# New tuning/new song



## Ti-Ron (Mar 21, 2007)

I just start to learn a new song since I discover some goods tabs with the rights notes and the right tuning! The song is See you soon of Coldplay!

Youtube link

With that song I discover a new tuning method, maybe not that new for you but I young so I have a lot of stuff to learn! The sing is tunning like that:

EGDDBd

I don't know how to call it but I really love the melody I can make with it! I wonder if someone knew other song that I can leanr with that tuning! I open to suggestions!

Thanks!


----------



## Kenmac (Jan 24, 2007)

That is an unusual tuning and I don't think I know of any other song that uses it. Sorry. :frown: BTW did you notice the guy on the electric guitar was using an Ebow and slide?


----------



## Ti-Ron (Mar 21, 2007)

Kenmac: Thanks for the tip! 

Yeah I saw the eboy, I love the violin sound of it! I never try that thing yet! How is the playability with a huge thing like that in your hand?


----------



## Kenmac (Jan 24, 2007)

It's good for doing one string at a time but you can run it across the strings for kind of a "spiccato" effect. It's almost like an instrument unto itself and it does take some time to get a handle on it.


----------



## Ti-Ron (Mar 21, 2007)

Maybe the next crazy thing I'll buy!


----------

*DATA LINES:*
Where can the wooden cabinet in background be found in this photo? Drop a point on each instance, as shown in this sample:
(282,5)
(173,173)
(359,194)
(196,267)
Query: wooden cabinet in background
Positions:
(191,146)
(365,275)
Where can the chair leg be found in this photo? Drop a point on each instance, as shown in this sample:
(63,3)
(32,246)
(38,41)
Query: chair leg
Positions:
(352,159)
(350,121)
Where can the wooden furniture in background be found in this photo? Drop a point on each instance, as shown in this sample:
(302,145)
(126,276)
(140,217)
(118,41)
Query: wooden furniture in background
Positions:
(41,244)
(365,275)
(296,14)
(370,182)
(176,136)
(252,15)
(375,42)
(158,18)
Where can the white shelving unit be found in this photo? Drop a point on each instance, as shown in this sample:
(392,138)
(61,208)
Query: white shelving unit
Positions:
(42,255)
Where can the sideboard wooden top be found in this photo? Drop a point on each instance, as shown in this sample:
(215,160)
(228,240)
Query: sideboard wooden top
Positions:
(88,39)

---

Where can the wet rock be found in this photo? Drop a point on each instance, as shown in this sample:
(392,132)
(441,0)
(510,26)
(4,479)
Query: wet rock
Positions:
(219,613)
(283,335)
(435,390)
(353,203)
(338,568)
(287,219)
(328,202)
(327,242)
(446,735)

*SHORT PROBLEM:* Repeat the passage of the guitar tuning thread that begins at the words "That is an unusual" and ends after "Ebow and slide?".

*IN RESPONSE:*
That is an unusual tuning and I don't think I know of any other song that uses it. Sorry. :frown: BTW did you notice the guy on the electric guitar was using an Ebow and slide?